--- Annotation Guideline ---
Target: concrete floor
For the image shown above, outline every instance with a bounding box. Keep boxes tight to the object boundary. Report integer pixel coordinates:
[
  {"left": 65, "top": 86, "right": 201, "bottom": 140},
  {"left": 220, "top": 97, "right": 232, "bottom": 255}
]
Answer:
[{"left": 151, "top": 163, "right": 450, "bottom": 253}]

==

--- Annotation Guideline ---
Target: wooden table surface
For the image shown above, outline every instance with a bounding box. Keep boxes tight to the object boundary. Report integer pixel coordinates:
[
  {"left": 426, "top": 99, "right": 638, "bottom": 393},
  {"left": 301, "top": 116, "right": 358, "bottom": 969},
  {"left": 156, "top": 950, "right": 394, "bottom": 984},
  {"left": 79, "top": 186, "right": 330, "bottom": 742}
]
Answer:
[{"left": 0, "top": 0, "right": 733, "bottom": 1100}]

==

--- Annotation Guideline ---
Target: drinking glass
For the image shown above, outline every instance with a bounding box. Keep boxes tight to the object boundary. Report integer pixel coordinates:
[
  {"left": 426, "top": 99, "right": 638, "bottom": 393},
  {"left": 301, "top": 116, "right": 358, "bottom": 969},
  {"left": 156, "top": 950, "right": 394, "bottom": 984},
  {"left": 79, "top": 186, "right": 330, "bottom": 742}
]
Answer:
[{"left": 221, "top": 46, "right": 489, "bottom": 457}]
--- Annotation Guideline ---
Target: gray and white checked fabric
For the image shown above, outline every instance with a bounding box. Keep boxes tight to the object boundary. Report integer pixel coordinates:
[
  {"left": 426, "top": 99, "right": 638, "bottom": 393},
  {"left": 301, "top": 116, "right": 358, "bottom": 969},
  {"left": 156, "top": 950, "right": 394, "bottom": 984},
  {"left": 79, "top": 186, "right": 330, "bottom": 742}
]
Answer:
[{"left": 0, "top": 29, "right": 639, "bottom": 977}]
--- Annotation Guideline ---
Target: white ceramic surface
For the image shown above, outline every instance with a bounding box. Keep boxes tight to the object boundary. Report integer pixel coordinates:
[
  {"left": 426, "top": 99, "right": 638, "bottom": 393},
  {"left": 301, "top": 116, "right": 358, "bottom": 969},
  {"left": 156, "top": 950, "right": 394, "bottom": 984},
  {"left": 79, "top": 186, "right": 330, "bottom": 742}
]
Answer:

What this task involves:
Gather every line of the listing above that contains the string "white", and copy each one. A match counts only if its letter case is the same.

Solution to this task:
Target: gray and white checked fabric
Target: white ceramic surface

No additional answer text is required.